» **What you will do**
a: According to the p-xylene passage below, what is the recommended exposure limit for p-xylene vapor?
b: Write the next part of the p-xylene passage below, starting after its last sentence.

» **Supplied text**
========================

Such separation procedures are major cost factors in the production of p-xylene, and the search for alternative methods continues. For example, a reverse-osmosis technique has been proposed to improve various aspects of the processes.

==Industrial applications==
p-Xylene is an important chemical feedstock. Among other industrial applications, it is a raw material in the large scale synthesis of various polymers. In particular it is a component in the production of terephthalic acid for polyesters such as polyethylene terephthalate (generally known as PET). It also may be polymerised directly to produce parylene.

==Toxicity and exposure==
Xylenes are not acutely toxic, for example the LD_{50} (rat, oral) is 4300 mg/kg. Effects vary with animal and xylene isomer.

Concerns with xylenes focus on narcotic effects. Overexposure of p-xylene in humans can cause headache, fatigue, dizziness, listlessness, confusion, irritability, gastrointestinal disturbances including nausea and loss of appetite, flushing of the face, and a feeling of increased body heat. p-Xylene vapor exposure over the recommended exposure limit of 100 parts per million (ppm) can cause irritation to eye, nose, and throat and possible chest tightening and an abnormal gait.

p-Xylene occurs naturally in petroleum and coal tar. It is emitted by most combustion sources, including automobile exhaust and tobacco smoke.

===Inhalation===
Inhaling p-xylene can cause dizziness, headache, drowsiness, and nausea. If exposure through inhalation occurs, first aid includes fresh air, rest and possible medical attention. Through the use of ventilation or breathing protection, exposure to p-xylene through inhalation can be prevented.

========================

Stored items from a collection

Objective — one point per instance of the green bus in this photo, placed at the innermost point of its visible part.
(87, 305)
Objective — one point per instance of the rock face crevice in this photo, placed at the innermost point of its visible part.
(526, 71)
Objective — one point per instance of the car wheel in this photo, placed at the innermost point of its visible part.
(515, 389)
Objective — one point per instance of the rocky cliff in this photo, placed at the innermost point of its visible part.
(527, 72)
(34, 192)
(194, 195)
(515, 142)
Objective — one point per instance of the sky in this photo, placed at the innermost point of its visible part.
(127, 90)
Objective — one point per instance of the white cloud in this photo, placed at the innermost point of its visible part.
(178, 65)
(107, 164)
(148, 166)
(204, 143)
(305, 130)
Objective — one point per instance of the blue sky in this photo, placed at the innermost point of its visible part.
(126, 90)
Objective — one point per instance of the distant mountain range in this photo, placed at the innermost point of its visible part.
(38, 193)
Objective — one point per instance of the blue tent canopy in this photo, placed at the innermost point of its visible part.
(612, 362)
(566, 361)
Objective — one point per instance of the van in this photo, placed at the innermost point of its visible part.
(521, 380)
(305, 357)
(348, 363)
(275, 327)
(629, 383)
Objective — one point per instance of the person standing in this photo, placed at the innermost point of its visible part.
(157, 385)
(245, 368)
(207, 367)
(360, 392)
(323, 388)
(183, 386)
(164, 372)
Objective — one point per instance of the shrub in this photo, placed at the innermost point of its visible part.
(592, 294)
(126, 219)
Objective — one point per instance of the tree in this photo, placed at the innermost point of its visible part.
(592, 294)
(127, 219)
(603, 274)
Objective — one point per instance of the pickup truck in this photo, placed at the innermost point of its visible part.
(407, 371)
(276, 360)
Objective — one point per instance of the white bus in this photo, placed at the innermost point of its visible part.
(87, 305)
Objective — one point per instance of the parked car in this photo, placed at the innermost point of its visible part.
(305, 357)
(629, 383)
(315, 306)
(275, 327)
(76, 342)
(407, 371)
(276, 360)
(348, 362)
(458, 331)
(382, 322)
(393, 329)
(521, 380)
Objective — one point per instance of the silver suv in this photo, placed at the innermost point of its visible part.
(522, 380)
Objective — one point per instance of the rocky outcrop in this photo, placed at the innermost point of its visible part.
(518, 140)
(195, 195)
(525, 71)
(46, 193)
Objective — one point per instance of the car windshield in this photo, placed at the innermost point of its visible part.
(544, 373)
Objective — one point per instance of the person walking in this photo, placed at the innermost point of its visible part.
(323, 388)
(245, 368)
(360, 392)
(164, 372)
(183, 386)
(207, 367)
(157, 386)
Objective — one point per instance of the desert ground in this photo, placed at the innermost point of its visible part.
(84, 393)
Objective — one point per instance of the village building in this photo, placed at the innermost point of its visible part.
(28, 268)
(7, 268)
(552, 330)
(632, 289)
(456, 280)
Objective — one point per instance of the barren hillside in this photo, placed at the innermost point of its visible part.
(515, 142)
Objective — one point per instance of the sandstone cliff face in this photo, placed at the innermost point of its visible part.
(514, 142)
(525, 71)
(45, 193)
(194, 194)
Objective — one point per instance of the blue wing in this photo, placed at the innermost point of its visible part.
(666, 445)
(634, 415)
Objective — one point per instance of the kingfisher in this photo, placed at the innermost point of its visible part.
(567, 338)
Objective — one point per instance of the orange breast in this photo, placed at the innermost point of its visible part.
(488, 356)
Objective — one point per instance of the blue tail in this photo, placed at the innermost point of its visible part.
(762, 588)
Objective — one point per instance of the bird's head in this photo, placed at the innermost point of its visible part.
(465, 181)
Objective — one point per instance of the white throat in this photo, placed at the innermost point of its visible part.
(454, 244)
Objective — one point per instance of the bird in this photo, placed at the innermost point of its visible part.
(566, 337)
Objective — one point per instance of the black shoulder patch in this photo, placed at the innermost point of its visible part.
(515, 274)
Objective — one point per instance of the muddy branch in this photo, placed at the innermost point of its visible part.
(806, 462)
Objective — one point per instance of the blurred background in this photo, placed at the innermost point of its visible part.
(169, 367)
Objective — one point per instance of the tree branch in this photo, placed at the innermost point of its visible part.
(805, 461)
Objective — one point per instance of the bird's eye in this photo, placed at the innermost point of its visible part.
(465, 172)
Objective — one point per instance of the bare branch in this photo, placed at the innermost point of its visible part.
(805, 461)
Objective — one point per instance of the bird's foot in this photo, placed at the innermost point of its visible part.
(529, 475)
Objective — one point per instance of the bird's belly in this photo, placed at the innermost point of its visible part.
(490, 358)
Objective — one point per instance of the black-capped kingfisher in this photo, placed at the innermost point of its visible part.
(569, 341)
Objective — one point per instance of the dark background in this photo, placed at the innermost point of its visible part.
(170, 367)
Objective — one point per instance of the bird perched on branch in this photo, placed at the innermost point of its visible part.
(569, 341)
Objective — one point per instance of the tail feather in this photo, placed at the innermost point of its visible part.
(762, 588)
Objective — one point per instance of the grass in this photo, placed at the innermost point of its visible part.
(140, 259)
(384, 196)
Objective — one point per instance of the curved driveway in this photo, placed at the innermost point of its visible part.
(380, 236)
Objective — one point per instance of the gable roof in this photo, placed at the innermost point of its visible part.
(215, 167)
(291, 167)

========================

» **Task responses**
a: 100 parts per million (ppm).

b:
===Skin===
Exposure of p-xylene through the skin can cause dry skin and redness. If skin exposure occurs, first aid includes rinsing and then washing the affected area with soap and water as well as removing any contaminated clothing and thoroughly cleaning and drying before reuse. Exposure can be prevented through the use of protective gloves.

===Eyes===
Exposure of p-xylene to eyes can cause redness and pain. If eyes are exposed, first aid includes rinsing of the eyes with water for several minutes, removal of contact lenses if applicable, and medical attention. Eye exposure can be prevented through the use of safety glasses or safety goggles.

===Ingestion===
Ingestion of p-xylene can result in a burning sensation, abdominal pain, dizziness, drowsiness, headache, and nausea. If p-xylene is ingested one's mouth should be rinsed and vomiting should not be induced. Further medical attention should be sought. Ingestion can be prevented by not eating, drinking, or smoking when working with p-xylene.

===Short-term exposure===
p-Xylene can cause issues with the central nervous system and if swallowed could cause chemical pneumonitis when breathed into the lungs.

===Long-term exposure===
Liquid p-xylene exposure to the skin over long periods of time can remove the fat from the skin. The substance may also have effects on the central nervous system. Exposure can enhance hearing loss caused by noise exposure. Animal tests suggest that this substance could cause damage to human development and reproductive systems.